§ Provided records:

───

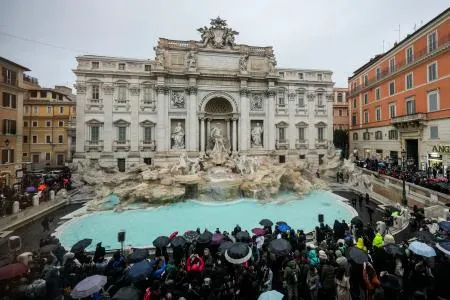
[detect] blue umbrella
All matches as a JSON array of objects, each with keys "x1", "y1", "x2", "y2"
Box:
[
  {"x1": 408, "y1": 241, "x2": 436, "y2": 257},
  {"x1": 127, "y1": 260, "x2": 153, "y2": 282},
  {"x1": 277, "y1": 223, "x2": 291, "y2": 232},
  {"x1": 438, "y1": 221, "x2": 450, "y2": 231},
  {"x1": 258, "y1": 290, "x2": 284, "y2": 300}
]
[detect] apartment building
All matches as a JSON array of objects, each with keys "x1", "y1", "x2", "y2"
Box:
[
  {"x1": 23, "y1": 86, "x2": 76, "y2": 169},
  {"x1": 348, "y1": 9, "x2": 450, "y2": 173}
]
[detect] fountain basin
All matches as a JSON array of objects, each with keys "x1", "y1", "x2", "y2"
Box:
[{"x1": 55, "y1": 191, "x2": 357, "y2": 251}]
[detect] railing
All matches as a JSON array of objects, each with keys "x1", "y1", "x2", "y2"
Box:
[
  {"x1": 348, "y1": 34, "x2": 450, "y2": 97},
  {"x1": 391, "y1": 113, "x2": 427, "y2": 124}
]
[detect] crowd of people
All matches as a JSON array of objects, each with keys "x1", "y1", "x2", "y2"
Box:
[{"x1": 0, "y1": 211, "x2": 450, "y2": 300}]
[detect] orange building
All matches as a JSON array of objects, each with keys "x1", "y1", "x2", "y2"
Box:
[
  {"x1": 333, "y1": 88, "x2": 350, "y2": 130},
  {"x1": 348, "y1": 9, "x2": 450, "y2": 172}
]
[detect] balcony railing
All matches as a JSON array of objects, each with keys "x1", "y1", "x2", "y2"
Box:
[
  {"x1": 391, "y1": 113, "x2": 427, "y2": 124},
  {"x1": 84, "y1": 140, "x2": 103, "y2": 152},
  {"x1": 139, "y1": 140, "x2": 156, "y2": 151},
  {"x1": 348, "y1": 34, "x2": 450, "y2": 97},
  {"x1": 275, "y1": 139, "x2": 289, "y2": 150}
]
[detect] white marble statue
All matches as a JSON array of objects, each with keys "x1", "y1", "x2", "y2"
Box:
[
  {"x1": 251, "y1": 122, "x2": 263, "y2": 147},
  {"x1": 172, "y1": 122, "x2": 184, "y2": 149}
]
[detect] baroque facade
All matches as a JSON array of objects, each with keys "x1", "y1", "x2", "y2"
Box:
[{"x1": 74, "y1": 18, "x2": 333, "y2": 170}]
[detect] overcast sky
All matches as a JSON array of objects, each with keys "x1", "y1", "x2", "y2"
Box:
[{"x1": 0, "y1": 0, "x2": 449, "y2": 87}]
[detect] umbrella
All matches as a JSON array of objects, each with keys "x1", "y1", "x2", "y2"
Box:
[
  {"x1": 436, "y1": 242, "x2": 450, "y2": 255},
  {"x1": 225, "y1": 243, "x2": 252, "y2": 265},
  {"x1": 0, "y1": 263, "x2": 28, "y2": 280},
  {"x1": 25, "y1": 186, "x2": 36, "y2": 193},
  {"x1": 236, "y1": 231, "x2": 250, "y2": 243},
  {"x1": 383, "y1": 244, "x2": 405, "y2": 256},
  {"x1": 112, "y1": 286, "x2": 142, "y2": 300},
  {"x1": 277, "y1": 223, "x2": 291, "y2": 232},
  {"x1": 70, "y1": 275, "x2": 107, "y2": 299},
  {"x1": 127, "y1": 249, "x2": 149, "y2": 264},
  {"x1": 408, "y1": 241, "x2": 436, "y2": 257},
  {"x1": 70, "y1": 239, "x2": 92, "y2": 253},
  {"x1": 348, "y1": 247, "x2": 369, "y2": 264},
  {"x1": 153, "y1": 235, "x2": 170, "y2": 248},
  {"x1": 413, "y1": 231, "x2": 436, "y2": 243},
  {"x1": 219, "y1": 241, "x2": 233, "y2": 254},
  {"x1": 259, "y1": 219, "x2": 273, "y2": 227},
  {"x1": 252, "y1": 228, "x2": 266, "y2": 236},
  {"x1": 170, "y1": 236, "x2": 186, "y2": 247},
  {"x1": 211, "y1": 233, "x2": 224, "y2": 245},
  {"x1": 39, "y1": 244, "x2": 58, "y2": 253},
  {"x1": 350, "y1": 216, "x2": 364, "y2": 227},
  {"x1": 258, "y1": 290, "x2": 284, "y2": 300},
  {"x1": 197, "y1": 231, "x2": 212, "y2": 244},
  {"x1": 438, "y1": 221, "x2": 450, "y2": 231},
  {"x1": 269, "y1": 239, "x2": 292, "y2": 256},
  {"x1": 183, "y1": 230, "x2": 199, "y2": 243},
  {"x1": 127, "y1": 259, "x2": 153, "y2": 282}
]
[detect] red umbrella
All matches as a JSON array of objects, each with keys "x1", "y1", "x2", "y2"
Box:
[
  {"x1": 252, "y1": 228, "x2": 266, "y2": 236},
  {"x1": 0, "y1": 263, "x2": 28, "y2": 280}
]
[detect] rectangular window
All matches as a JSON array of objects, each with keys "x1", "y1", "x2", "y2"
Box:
[
  {"x1": 389, "y1": 57, "x2": 395, "y2": 73},
  {"x1": 427, "y1": 90, "x2": 439, "y2": 112},
  {"x1": 430, "y1": 126, "x2": 439, "y2": 139},
  {"x1": 3, "y1": 119, "x2": 16, "y2": 134},
  {"x1": 117, "y1": 127, "x2": 127, "y2": 143},
  {"x1": 364, "y1": 110, "x2": 369, "y2": 124},
  {"x1": 428, "y1": 31, "x2": 437, "y2": 52},
  {"x1": 406, "y1": 46, "x2": 414, "y2": 64},
  {"x1": 405, "y1": 72, "x2": 413, "y2": 90},
  {"x1": 428, "y1": 62, "x2": 437, "y2": 82},
  {"x1": 375, "y1": 107, "x2": 381, "y2": 121},
  {"x1": 389, "y1": 103, "x2": 396, "y2": 119},
  {"x1": 389, "y1": 81, "x2": 395, "y2": 96},
  {"x1": 406, "y1": 98, "x2": 416, "y2": 115},
  {"x1": 317, "y1": 127, "x2": 324, "y2": 142},
  {"x1": 375, "y1": 88, "x2": 381, "y2": 100},
  {"x1": 2, "y1": 93, "x2": 17, "y2": 108},
  {"x1": 298, "y1": 127, "x2": 305, "y2": 141},
  {"x1": 91, "y1": 126, "x2": 100, "y2": 142},
  {"x1": 92, "y1": 84, "x2": 100, "y2": 100},
  {"x1": 376, "y1": 67, "x2": 381, "y2": 80}
]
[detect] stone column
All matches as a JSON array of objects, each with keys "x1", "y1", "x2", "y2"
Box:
[
  {"x1": 200, "y1": 116, "x2": 205, "y2": 153},
  {"x1": 231, "y1": 117, "x2": 237, "y2": 152},
  {"x1": 239, "y1": 87, "x2": 250, "y2": 151},
  {"x1": 156, "y1": 86, "x2": 170, "y2": 152},
  {"x1": 266, "y1": 89, "x2": 275, "y2": 150}
]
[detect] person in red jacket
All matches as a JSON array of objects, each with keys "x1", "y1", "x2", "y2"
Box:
[{"x1": 186, "y1": 254, "x2": 205, "y2": 272}]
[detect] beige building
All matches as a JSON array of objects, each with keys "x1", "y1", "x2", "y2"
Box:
[
  {"x1": 0, "y1": 57, "x2": 34, "y2": 187},
  {"x1": 23, "y1": 86, "x2": 76, "y2": 169}
]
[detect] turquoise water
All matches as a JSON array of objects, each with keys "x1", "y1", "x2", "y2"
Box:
[{"x1": 56, "y1": 191, "x2": 355, "y2": 250}]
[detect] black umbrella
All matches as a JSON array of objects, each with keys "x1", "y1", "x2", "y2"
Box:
[
  {"x1": 219, "y1": 241, "x2": 233, "y2": 254},
  {"x1": 170, "y1": 236, "x2": 186, "y2": 247},
  {"x1": 348, "y1": 247, "x2": 369, "y2": 264},
  {"x1": 197, "y1": 231, "x2": 212, "y2": 244},
  {"x1": 70, "y1": 239, "x2": 92, "y2": 253},
  {"x1": 183, "y1": 230, "x2": 199, "y2": 243},
  {"x1": 259, "y1": 219, "x2": 273, "y2": 227},
  {"x1": 153, "y1": 235, "x2": 170, "y2": 248},
  {"x1": 383, "y1": 244, "x2": 405, "y2": 256},
  {"x1": 112, "y1": 286, "x2": 142, "y2": 300},
  {"x1": 127, "y1": 249, "x2": 149, "y2": 264},
  {"x1": 225, "y1": 243, "x2": 252, "y2": 265},
  {"x1": 269, "y1": 239, "x2": 292, "y2": 256},
  {"x1": 235, "y1": 231, "x2": 250, "y2": 243}
]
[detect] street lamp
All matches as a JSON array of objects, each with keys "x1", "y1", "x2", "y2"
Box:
[{"x1": 401, "y1": 149, "x2": 408, "y2": 206}]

───

§ Work instructions: List every line in the items above that contains the string "building". Case matters.

§ Solved problem:
[detect] apartment building
[detect] orange building
[detect] beige building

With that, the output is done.